• Task objective: Repeat only the lines below from the one that contains "Target: grassy meadow" through the final line, exactly. Omit pictures.

Rows from a pointing dataset
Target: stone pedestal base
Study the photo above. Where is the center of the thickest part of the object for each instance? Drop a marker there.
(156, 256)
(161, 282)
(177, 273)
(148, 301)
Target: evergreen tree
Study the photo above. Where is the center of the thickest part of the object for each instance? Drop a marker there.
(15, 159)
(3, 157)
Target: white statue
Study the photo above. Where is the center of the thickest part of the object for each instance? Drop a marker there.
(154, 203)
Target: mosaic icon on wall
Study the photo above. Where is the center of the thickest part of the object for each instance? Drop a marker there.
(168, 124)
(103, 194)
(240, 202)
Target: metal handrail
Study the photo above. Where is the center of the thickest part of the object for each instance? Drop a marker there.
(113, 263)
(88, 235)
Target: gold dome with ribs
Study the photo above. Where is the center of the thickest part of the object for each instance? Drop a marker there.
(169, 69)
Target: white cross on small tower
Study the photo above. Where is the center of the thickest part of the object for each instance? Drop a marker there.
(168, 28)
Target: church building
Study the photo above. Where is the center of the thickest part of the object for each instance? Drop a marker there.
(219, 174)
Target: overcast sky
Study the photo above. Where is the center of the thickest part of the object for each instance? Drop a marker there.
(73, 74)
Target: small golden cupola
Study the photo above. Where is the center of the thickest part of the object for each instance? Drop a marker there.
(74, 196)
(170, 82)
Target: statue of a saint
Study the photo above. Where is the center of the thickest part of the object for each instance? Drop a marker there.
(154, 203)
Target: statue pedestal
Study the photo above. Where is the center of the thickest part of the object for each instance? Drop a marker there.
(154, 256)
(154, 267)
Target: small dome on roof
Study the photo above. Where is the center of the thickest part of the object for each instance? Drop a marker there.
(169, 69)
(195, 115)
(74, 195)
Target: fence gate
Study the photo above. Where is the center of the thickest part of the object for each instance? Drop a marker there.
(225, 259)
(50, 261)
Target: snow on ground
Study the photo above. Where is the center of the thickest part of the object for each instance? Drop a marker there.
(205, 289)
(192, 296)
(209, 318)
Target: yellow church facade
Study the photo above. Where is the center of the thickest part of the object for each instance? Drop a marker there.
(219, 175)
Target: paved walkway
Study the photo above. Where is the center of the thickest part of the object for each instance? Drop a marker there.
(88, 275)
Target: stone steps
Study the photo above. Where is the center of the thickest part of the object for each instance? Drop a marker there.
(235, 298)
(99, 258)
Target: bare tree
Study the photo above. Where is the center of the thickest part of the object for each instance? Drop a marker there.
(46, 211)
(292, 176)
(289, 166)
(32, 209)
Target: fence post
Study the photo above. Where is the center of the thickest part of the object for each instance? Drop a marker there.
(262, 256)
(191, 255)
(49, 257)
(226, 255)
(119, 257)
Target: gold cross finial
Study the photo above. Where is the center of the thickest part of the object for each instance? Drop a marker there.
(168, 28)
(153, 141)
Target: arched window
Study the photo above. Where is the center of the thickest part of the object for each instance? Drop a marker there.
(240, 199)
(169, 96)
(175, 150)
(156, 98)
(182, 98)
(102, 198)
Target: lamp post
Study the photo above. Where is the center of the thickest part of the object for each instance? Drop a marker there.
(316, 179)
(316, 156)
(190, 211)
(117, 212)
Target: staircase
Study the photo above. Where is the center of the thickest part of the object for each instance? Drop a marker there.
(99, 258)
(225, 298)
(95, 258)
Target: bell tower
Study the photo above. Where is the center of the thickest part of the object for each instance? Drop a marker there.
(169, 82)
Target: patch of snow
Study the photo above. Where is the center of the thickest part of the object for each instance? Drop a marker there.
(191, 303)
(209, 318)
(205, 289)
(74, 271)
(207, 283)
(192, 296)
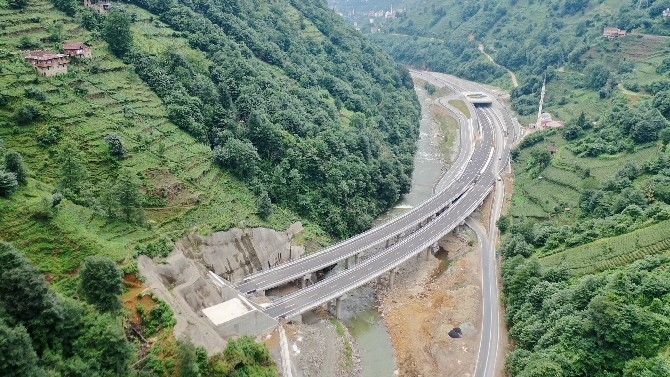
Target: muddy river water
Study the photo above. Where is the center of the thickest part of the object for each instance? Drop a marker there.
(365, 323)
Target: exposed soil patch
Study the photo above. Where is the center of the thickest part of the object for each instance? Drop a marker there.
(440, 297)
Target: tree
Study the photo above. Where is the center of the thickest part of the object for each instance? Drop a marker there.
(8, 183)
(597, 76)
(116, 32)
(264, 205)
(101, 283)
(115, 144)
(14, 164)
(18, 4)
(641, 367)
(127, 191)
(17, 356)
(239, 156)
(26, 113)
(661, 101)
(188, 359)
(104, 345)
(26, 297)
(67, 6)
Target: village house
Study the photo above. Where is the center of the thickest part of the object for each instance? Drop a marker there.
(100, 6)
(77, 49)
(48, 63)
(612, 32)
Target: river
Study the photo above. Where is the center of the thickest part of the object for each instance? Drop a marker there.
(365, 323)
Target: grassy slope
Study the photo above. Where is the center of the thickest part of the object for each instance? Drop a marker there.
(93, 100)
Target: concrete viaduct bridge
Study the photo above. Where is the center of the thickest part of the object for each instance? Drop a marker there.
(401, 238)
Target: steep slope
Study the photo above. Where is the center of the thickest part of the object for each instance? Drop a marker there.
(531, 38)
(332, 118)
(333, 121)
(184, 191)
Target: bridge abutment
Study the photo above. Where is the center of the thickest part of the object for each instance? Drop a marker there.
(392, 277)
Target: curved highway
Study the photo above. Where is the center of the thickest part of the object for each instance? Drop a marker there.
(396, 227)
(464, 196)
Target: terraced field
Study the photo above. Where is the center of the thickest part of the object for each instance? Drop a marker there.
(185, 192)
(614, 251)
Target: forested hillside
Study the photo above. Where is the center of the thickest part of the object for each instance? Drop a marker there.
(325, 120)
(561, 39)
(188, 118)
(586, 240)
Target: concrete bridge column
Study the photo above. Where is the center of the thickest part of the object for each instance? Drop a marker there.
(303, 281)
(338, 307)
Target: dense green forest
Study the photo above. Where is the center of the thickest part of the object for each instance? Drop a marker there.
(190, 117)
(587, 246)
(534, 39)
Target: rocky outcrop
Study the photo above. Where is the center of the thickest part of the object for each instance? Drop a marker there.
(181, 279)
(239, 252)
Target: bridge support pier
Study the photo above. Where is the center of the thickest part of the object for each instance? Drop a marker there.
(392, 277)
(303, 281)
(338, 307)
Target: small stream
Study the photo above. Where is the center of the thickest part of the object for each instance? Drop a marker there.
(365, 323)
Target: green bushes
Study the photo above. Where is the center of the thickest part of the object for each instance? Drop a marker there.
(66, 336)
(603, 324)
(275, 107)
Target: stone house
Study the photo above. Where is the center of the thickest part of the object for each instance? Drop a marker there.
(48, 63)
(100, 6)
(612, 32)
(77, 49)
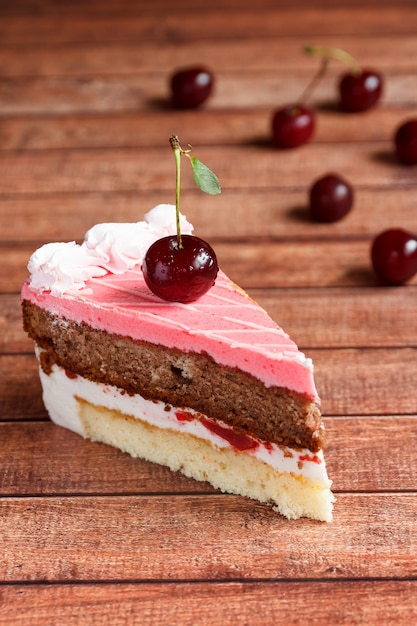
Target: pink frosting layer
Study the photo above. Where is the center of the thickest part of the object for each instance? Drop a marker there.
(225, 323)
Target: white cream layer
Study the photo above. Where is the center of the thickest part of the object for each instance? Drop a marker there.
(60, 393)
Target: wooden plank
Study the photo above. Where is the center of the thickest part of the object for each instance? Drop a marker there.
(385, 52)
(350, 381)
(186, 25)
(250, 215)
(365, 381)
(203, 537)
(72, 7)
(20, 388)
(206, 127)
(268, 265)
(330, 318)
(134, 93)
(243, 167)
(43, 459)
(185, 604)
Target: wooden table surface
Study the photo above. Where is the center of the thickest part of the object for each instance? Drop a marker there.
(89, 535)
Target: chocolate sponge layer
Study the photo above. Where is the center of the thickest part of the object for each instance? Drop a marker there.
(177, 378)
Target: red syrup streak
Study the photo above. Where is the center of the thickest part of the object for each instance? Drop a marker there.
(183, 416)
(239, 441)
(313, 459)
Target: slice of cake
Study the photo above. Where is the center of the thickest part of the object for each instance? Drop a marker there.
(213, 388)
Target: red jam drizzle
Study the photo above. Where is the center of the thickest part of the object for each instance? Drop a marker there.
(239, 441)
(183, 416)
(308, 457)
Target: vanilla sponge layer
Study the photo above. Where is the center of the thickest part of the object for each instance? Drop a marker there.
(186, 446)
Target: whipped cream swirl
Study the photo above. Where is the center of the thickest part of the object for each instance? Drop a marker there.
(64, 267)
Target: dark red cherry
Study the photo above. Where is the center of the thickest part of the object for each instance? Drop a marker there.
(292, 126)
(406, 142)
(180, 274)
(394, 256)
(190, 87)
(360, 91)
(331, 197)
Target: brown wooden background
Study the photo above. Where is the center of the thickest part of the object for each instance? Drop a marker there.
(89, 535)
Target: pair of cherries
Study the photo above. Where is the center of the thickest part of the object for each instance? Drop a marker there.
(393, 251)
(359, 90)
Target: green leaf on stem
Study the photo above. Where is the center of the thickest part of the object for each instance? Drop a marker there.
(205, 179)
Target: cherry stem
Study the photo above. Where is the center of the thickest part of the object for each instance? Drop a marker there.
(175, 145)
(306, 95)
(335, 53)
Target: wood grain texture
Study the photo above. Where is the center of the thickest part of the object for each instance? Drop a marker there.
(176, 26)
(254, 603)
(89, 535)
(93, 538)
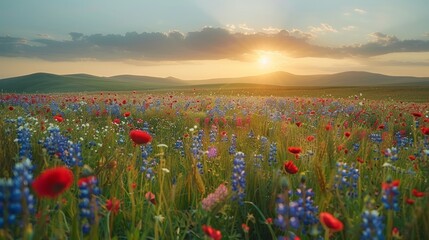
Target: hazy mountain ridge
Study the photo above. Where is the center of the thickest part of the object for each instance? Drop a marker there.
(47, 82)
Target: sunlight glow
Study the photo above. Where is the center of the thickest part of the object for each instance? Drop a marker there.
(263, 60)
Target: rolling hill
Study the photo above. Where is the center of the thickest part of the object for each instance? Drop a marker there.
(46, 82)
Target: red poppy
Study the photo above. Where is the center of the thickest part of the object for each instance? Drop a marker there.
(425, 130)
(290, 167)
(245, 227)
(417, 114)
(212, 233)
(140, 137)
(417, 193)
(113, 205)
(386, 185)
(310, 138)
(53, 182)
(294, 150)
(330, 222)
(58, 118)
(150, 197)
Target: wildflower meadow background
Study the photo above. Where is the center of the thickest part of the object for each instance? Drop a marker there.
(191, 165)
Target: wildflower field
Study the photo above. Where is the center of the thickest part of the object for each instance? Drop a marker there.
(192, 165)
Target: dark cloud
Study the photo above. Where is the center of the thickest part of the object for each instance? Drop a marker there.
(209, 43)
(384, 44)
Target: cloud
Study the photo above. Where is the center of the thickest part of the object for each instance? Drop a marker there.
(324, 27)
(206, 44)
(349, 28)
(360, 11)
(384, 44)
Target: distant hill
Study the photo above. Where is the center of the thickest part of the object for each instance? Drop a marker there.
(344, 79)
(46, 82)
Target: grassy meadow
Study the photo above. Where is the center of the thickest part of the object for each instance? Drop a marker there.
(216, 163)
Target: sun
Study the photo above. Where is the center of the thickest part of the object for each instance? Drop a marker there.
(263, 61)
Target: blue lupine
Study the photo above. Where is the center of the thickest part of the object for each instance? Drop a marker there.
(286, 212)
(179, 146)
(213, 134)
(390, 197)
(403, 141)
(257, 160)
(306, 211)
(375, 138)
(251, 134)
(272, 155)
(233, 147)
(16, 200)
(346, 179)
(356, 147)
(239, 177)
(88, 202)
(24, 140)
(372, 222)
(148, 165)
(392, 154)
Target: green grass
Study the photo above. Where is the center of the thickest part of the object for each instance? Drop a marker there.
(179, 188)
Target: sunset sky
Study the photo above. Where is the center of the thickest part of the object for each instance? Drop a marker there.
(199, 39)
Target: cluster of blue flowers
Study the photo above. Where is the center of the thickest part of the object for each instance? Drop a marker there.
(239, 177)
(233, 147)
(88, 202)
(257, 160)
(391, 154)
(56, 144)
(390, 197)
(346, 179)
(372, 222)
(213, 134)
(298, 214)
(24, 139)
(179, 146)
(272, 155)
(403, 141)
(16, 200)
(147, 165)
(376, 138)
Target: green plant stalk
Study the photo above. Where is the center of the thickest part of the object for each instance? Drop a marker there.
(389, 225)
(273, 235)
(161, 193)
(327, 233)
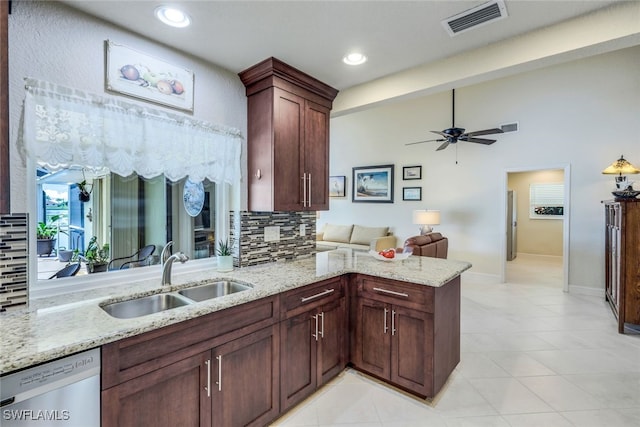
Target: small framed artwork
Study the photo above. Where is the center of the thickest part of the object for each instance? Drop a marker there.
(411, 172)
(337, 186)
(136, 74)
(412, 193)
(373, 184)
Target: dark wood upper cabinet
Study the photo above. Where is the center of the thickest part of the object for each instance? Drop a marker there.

• Solution to the exercise:
Target: grassy meadow
Study the photo above. Where is the center of the thickest part of the object for each instance? Drop a marker there.
(216, 163)
Target: sun
Study the photo above. Where is the center of the thickest part of the object for each instance? Drop a marker there.
(263, 61)
Target: blue lupine
Study the photo above. Where is the center of the thickest part of the object for each instance? Drop a marker there.
(286, 212)
(179, 146)
(213, 134)
(390, 197)
(403, 141)
(257, 160)
(306, 211)
(375, 138)
(251, 134)
(272, 155)
(233, 147)
(16, 200)
(346, 179)
(356, 147)
(239, 177)
(88, 202)
(24, 140)
(372, 222)
(148, 165)
(392, 154)
Target: green grass
Study the photo above. Where is the center of the thickest part of the object for each instance? Drop a marker there.
(179, 188)
Target: sunset sky
Study the photo above. Where is the center of the thickest part of the object for each instance? Drop a marker there.
(199, 39)
Target: cluster of blue flowers
Study the photo above. Where is the center of the thickest part of the object for each instance? Drop a marker there.
(239, 177)
(233, 147)
(88, 202)
(257, 160)
(391, 154)
(56, 144)
(390, 197)
(346, 179)
(372, 222)
(213, 134)
(298, 214)
(24, 139)
(179, 146)
(272, 155)
(403, 141)
(16, 200)
(147, 165)
(376, 138)
Target: green plant stalk
Study the photo above. Where is the center of the thickest part of the object for each instance? Drop a marker there.
(389, 225)
(273, 235)
(161, 193)
(327, 233)
Target: small framed artwork
Study the photo above. Where is the center of the thickest part of the object for each instance? Drop a marker there.
(411, 172)
(337, 186)
(136, 74)
(412, 193)
(373, 184)
Target: dark wood upper cabinet
Study the photo above. Where is the center of the thickest part of the object for each instance? Drop a marker there.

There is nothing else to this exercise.